== Segment start ==
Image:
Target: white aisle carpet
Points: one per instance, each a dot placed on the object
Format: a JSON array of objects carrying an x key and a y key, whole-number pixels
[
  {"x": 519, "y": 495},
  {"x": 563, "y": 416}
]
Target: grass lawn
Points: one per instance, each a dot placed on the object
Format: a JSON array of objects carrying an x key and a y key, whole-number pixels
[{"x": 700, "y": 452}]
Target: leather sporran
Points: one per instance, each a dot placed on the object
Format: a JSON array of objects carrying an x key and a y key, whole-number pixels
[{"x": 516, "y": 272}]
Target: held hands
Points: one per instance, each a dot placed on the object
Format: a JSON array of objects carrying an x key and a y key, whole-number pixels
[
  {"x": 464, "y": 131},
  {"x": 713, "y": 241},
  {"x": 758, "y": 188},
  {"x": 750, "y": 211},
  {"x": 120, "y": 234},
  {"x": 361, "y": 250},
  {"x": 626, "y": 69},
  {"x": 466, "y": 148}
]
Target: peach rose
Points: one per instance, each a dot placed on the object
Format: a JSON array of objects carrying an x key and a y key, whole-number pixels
== Segment end ==
Aim of the exercise:
Give back exactly the lines from the one containing "Target: peach rose" through the end of the material above, and nothing else.

Output for this task:
Target: peach rose
Points: one per instance, each a dot placed on the object
Format: a JSON array of objects carrying an x key and a y key, whole-number pixels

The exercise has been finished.